▶ [WHAT IS NEEDED] Render the stretch from the start of the material through the line containing "<point>438,323</point>" as a two-column CSV headed input and output. Give one row per text and the answer after it, with each value in its own quoted field and any line breaks turned into spaces.

------

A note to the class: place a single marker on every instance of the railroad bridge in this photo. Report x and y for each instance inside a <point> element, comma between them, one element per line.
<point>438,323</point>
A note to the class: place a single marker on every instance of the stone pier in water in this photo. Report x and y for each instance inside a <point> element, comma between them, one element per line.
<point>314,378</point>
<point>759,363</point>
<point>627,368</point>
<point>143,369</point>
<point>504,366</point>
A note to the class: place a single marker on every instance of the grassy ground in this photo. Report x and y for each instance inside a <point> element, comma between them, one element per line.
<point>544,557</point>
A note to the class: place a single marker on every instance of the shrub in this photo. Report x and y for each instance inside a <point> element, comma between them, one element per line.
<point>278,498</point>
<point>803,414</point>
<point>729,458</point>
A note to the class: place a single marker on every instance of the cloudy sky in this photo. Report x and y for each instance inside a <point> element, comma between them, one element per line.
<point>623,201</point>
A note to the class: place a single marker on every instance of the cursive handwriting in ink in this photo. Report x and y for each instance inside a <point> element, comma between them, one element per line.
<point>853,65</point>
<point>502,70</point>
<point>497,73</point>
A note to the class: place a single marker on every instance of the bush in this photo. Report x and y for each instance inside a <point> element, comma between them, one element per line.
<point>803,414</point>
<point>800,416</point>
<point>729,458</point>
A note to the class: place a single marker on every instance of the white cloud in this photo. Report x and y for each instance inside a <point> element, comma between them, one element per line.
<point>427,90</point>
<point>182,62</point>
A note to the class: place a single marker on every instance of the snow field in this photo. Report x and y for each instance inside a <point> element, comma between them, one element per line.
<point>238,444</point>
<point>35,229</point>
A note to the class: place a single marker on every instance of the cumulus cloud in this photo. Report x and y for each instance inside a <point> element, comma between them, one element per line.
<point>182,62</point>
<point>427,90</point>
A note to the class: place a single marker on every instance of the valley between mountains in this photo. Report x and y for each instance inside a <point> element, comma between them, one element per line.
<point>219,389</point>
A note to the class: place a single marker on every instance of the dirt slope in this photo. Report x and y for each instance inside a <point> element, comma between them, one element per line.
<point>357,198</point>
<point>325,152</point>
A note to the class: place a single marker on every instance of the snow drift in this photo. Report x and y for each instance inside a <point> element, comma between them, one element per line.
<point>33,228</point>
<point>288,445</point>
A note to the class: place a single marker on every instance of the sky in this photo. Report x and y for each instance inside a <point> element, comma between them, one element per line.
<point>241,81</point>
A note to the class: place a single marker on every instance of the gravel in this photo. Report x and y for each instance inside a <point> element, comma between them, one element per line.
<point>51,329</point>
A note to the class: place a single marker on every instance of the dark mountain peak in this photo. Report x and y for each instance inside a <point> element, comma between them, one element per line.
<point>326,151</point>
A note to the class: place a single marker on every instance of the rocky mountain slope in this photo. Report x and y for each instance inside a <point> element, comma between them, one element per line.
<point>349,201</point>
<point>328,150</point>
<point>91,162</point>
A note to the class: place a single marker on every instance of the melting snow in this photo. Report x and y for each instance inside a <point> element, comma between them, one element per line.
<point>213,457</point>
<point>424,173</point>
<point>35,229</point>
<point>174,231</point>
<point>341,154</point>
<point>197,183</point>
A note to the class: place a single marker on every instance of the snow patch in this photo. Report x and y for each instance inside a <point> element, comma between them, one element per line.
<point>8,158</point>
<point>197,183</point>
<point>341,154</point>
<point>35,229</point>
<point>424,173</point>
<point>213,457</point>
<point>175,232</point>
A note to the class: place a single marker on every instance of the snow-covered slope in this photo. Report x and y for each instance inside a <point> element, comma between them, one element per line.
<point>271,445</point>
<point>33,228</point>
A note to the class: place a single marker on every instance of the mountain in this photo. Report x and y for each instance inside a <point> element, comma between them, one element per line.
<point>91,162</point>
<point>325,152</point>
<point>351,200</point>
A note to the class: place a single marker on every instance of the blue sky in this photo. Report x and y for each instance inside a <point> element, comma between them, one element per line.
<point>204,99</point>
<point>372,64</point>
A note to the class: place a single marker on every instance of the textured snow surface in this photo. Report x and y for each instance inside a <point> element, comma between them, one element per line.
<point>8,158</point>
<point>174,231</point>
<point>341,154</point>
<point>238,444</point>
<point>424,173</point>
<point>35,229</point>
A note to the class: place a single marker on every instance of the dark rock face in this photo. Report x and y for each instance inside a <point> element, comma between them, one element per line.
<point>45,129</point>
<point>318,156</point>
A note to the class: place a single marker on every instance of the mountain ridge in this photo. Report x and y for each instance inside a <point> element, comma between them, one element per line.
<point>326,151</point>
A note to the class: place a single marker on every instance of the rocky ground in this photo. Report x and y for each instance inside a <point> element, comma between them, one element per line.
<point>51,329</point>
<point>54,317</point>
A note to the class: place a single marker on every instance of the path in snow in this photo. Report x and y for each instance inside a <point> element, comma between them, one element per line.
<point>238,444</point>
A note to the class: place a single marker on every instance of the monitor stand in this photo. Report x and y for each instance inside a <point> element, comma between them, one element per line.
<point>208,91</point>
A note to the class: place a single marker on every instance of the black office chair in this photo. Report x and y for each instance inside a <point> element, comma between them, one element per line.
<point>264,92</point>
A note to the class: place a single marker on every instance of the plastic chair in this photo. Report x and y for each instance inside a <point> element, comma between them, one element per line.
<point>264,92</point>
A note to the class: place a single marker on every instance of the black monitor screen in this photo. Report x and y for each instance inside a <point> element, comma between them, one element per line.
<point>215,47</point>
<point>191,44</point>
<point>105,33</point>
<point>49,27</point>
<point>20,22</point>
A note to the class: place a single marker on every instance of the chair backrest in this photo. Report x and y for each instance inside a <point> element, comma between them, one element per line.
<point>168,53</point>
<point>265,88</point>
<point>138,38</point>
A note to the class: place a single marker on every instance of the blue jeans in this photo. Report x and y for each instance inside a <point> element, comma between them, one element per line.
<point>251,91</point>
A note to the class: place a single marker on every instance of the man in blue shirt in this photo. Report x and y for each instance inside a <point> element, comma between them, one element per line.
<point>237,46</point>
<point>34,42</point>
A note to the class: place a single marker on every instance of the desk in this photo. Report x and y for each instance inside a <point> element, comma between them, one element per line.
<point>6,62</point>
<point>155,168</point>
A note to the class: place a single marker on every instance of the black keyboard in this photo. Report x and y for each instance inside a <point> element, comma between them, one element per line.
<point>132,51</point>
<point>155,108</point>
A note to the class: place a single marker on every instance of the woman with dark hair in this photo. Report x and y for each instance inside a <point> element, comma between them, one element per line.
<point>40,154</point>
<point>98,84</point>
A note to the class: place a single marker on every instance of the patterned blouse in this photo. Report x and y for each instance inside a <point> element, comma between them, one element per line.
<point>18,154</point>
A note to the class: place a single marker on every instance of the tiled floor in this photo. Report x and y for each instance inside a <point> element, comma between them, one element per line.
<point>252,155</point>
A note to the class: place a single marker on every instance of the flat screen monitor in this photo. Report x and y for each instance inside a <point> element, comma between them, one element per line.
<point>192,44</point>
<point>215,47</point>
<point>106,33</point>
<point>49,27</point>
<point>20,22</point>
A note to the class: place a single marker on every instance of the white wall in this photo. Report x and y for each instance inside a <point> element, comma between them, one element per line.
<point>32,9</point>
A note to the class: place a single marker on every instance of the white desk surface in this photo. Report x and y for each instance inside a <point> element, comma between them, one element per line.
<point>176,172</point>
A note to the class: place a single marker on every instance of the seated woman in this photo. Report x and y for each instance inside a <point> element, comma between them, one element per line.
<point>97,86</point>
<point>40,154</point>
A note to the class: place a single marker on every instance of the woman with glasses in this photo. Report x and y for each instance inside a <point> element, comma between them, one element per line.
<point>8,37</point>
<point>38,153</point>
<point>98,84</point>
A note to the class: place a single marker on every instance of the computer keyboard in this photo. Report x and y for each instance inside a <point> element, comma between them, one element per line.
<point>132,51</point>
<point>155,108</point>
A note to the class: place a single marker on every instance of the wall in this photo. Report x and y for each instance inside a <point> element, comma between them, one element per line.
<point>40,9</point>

------

▶ [SOLUTION TO THIS EXERCISE]
input,output
"A note to the class: place a single marker on every instance of the railroad bridge in this photo. Report x and y for each instance inside a <point> element, comma between them, one element per line.","<point>438,323</point>"